__ABOUT THIS EXERCISE__: Could you write out the listing below exactly as it stands, leaving out the pictures?

__LISTED ENTRIES__:
————————

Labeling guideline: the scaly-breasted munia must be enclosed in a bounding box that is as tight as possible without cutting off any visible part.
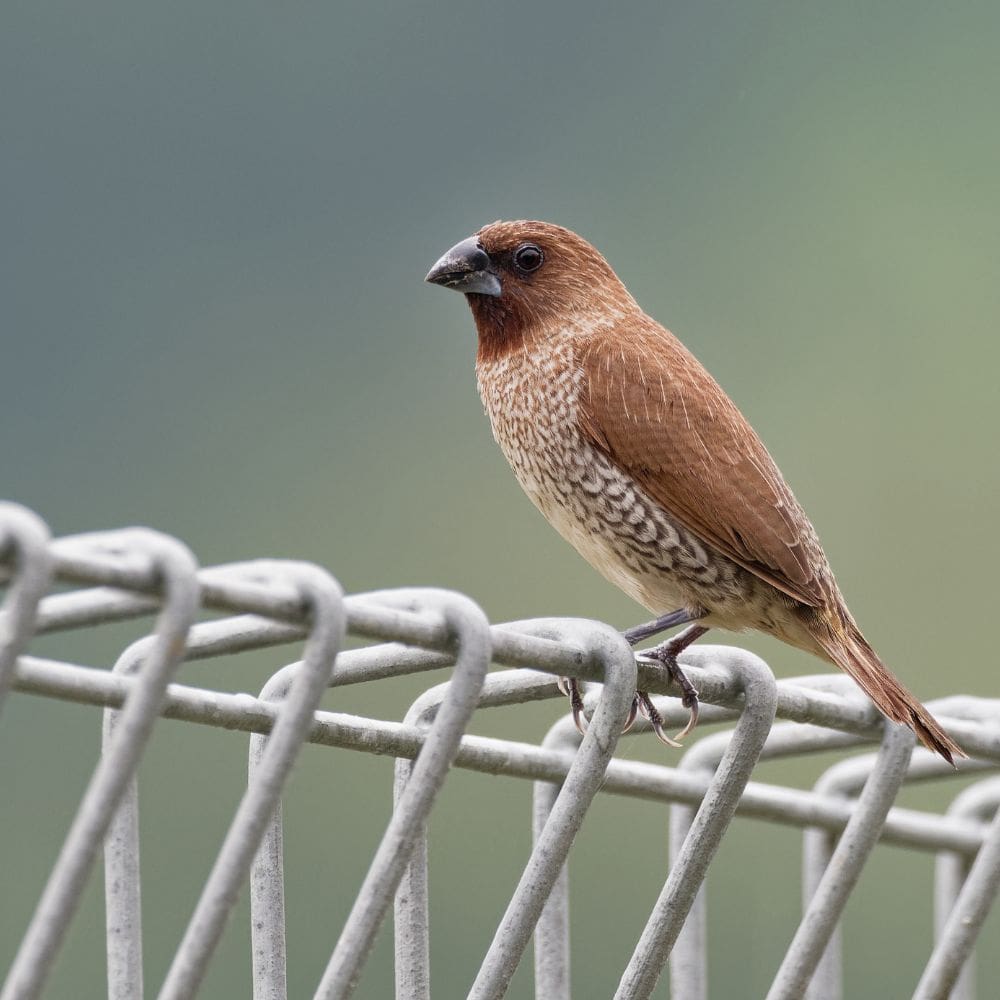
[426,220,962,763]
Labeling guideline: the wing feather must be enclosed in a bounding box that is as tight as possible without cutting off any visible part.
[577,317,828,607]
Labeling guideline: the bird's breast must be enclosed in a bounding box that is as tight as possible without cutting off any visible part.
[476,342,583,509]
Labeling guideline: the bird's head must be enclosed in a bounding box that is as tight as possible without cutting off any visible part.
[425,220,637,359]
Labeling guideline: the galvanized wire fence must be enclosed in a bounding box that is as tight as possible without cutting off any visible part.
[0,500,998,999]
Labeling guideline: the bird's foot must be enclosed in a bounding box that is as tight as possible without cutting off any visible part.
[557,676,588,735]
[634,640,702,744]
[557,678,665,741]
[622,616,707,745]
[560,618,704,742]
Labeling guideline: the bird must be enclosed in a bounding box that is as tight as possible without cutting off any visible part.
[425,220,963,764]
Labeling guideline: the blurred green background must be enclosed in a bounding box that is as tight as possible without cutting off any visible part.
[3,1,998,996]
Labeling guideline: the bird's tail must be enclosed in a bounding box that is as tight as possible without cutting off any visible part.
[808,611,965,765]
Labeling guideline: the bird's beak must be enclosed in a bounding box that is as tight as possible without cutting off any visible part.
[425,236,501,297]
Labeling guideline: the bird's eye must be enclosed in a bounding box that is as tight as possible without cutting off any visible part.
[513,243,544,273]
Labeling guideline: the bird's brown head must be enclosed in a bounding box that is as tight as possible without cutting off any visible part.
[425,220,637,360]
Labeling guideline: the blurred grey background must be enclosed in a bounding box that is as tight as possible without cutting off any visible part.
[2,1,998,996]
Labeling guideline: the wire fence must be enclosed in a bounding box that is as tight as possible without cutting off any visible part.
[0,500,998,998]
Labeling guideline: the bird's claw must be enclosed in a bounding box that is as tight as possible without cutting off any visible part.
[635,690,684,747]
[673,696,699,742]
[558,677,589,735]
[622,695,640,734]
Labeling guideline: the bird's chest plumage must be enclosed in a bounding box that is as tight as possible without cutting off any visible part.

————————

__COMPLETED TASK__:
Labeling guideline: the scaly-breasted munia must be enclosed in a bounding box that is as tight as possible without cutting off any visible part.
[426,220,962,763]
Labeling guideline: the wing feather must be enclosed in a bounding box that is as tight as possible without cutting off any visible part.
[577,317,828,607]
Labeling guideline: the bird's breast must be enclosed in a bounding box that is as tight as possible without cutting off any visible part.
[476,342,583,509]
Labeling guideline: the bird's head must be enclosed in a bounding box that is as tight as possible without cutting off any visible part.
[425,220,637,359]
Labeling guideline: the galvanized wire fence must be enclosed in a bounding box that is as tight as possible without cutting off any visible part.
[0,500,998,999]
Labeling guideline: the bird's foot must be enclosed in a bounding box that is as tight as possible without cutting off any visible part.
[557,676,588,735]
[634,640,702,744]
[557,678,665,741]
[622,616,707,745]
[560,618,704,742]
Labeling guideline: the bird must be enclosed in a bounding box that is as tight as possible without cutting off any visible part.
[425,220,963,764]
Labeling guideline: the blurred green background must be enclosed in a bounding box that is as tight as possible without cutting off any visible part.
[3,1,998,996]
Labeling guideline: the bird's tail must be enclosed in a bounding box that is as tight as possible without cutting off any visible part.
[808,611,965,765]
Labeling guideline: the bird's beak must be enclosed in a bounding box that is as tight as possible without cutting off any visible part.
[425,236,501,297]
Labeling guideline: the bird's eye must be enclosed in a bounding box that is as tight as possible without cutting off any visible part.
[513,243,544,273]
Labeling guideline: the bird's brown head must be enclosed in a bounding box that is as tight as possible without cutting off any visible part.
[425,220,637,360]
Labeling guideline: the blurred grey background must be enclosed in a bounding box that is as tight as possible without cutting off any visible part.
[2,1,998,996]
Labeling guideline: the wire fence must be enclosed in a bounding box that is as tight as possible without cutting off any visible part.
[0,500,998,998]
Labeling guideline: the bird's claw must be enclosed in a bounding box that is as tight as possible without cutting off any visible part.
[635,690,684,747]
[673,696,699,742]
[558,677,589,735]
[622,695,640,734]
Labeling guideline: the bird's chest plumage must be enclosed in a bounding box that is as tight as possible without cutting off any visible part.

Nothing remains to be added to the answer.